**DOCUMENT EXTRACT**
THE SPANISH IN THE SOUTH.

Spain's Great Opportunity.

O full is our early history of the struggle between the English and the French for the mastery of the region between the Atlantic and the Great Lakes that it is hard for us to realize how near Spain came to possessing in perpetuity the vaster region between the Atlantic and the Pacific. Before either England or France had set foot on the continent, Ponce de Leon had penetrated into Florida, Pineda had found the mouth of the Mississippi, De Soto had traversed the South from Florida to Arkansas, Coronado had pressed forward from Mexico beyond the Red, and Menéndez had founded the oldest city in our land.

All this was in the Sixteenth century when Spain was the greatest European power both by land and sea It was not until the beginning of the Seventeenth that the first French and English colonies were planted. But for her arduous efforts in the Old World to maintain her supremacy during that century, she might easily have extended her colonies in the New over both continents. Even with the great struggle before her against the genius of William of Orange, Henry of Navarre, and Elizabeth of England, she did ultimately settle Florida, Texas, New Mexico, and California.

But her colonies were from first to last under military and ecclesiastic rule. Self-government never could develop. Their governors were sent out from Spain. Their commerce was directed by the House of Trade at Seville.

Discovery of Florida.

To the Spaniards the name Florida originally meant the whole eastern half of the present United States. This conception was in time limited by the successive successful settlements of the French and the English. It was discovered by accident. Juan Ponce de Leon, governor of Puerto Rico, setting out in search of the fountain of perpetual youth reported to be on the island of Bimini, was driven by a tempest to the coast of the mainland. Arriving there on Palm Sunday, March 27, 1513, he named the country Florida-Pascua Florida being the Spanish name of the day. Going to Spain, he got leave from the emperor Charles the Fifth to conquer it. This he attempted to do, but was repulsed by the natives. Expedition after expedition failed, Ayllon's along the Atlantic coast as far as the James, Narvaez's to Tampa Bay, De Soto's from Tampa Bay to the Washita, that of the Dominican Balbastro to convert the natives. Meanwhile the French intruded.

**RECORD EXTRACTS**
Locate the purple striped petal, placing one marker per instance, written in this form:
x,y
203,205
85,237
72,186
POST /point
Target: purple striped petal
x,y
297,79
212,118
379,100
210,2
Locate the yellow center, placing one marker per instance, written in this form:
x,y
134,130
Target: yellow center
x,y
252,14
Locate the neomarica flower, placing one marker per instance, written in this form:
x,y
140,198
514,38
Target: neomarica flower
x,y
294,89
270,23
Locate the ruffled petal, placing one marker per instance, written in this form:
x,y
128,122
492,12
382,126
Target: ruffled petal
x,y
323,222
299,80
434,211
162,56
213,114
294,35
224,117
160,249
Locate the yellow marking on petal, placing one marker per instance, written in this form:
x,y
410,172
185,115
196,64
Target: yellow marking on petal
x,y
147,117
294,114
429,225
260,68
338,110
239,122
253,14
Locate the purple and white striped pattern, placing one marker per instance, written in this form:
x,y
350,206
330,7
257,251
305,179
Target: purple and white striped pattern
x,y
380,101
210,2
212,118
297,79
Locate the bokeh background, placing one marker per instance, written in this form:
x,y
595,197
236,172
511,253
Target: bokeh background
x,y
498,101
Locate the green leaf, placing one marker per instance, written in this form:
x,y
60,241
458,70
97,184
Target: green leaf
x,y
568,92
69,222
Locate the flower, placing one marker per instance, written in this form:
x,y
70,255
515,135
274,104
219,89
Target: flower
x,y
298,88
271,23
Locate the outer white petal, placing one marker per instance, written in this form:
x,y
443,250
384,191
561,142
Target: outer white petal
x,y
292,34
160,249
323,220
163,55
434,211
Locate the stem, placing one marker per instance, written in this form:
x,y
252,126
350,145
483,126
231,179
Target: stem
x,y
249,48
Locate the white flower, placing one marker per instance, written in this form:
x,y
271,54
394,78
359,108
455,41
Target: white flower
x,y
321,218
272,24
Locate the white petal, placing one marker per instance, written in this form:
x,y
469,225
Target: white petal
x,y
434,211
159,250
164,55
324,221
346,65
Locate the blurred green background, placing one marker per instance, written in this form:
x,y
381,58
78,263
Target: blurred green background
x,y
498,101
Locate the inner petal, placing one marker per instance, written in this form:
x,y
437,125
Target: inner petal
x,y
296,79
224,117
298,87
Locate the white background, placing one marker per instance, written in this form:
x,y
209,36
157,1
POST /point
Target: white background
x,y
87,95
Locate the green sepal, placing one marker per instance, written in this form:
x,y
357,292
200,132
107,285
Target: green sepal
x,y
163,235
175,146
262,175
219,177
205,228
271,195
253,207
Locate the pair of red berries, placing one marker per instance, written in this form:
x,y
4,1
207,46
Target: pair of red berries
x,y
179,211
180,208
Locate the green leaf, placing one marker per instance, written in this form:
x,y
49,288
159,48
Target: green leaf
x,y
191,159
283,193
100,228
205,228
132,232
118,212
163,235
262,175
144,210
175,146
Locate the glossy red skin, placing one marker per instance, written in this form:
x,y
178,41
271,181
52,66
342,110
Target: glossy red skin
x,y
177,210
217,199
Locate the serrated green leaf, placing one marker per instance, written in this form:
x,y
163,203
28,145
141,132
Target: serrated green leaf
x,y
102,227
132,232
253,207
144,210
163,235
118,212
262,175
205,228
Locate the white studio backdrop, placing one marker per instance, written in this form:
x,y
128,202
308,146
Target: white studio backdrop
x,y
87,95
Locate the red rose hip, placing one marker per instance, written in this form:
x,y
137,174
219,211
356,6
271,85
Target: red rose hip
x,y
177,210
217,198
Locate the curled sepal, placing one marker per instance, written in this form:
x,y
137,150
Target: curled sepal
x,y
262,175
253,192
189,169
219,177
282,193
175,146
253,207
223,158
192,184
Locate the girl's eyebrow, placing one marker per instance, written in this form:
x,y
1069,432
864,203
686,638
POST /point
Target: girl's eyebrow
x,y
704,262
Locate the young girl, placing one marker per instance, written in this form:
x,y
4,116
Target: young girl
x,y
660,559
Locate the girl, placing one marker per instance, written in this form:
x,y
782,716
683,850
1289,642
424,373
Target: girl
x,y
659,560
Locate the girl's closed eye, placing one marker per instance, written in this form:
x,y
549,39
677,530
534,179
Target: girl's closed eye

**CHALLENGE A**
According to the extract on the Spanish in the South, on what date did Ponce de Leon arrive on the mainland coast?
**CHALLENGE B**
Summarize the extract on the Spanish in the South in two sentences.

**TASK OUTPUT A**
He arrived on Palm Sunday, March 27, 1513.

**TASK OUTPUT B**
Before England or France reached the continent, Spanish explorers had entered Florida, found the mouth of the Mississippi, crossed the South, and founded the oldest city in the land. Spain eventually settled Florida, Texas, New Mexico, and California, but its colonies stayed under military and ecclesiastic rule, and in Florida, which Ponce de Leon reached by accident in 1513, expedition after expedition failed while the French intruded.